#### [Information provided]
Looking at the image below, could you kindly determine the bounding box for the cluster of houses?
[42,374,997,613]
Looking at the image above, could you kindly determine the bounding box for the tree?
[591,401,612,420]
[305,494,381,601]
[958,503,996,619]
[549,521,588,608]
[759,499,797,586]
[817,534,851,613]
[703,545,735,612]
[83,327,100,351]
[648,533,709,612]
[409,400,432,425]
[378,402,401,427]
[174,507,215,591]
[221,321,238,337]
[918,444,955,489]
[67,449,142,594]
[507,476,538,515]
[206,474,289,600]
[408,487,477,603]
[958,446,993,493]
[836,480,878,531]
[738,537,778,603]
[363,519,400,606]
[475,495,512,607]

#### [About this task]
Copy each entry above exactly, character for character.

#### [Solution to this exercise]
Looking at the image below, could you kindly determine the bounding box for the cluster of houses?
[42,374,997,613]
Looking at the image above, could you kindly determine the bounding box for the tree?
[591,401,612,420]
[305,494,381,601]
[958,503,996,619]
[549,521,588,608]
[759,499,797,586]
[817,534,851,613]
[703,545,735,612]
[83,327,100,351]
[648,533,709,612]
[409,400,432,425]
[378,402,401,427]
[174,507,215,591]
[221,321,238,337]
[918,444,955,489]
[67,449,142,594]
[507,476,538,515]
[206,474,289,600]
[408,487,477,603]
[958,446,993,493]
[836,480,878,531]
[738,537,778,603]
[363,519,400,606]
[475,495,512,607]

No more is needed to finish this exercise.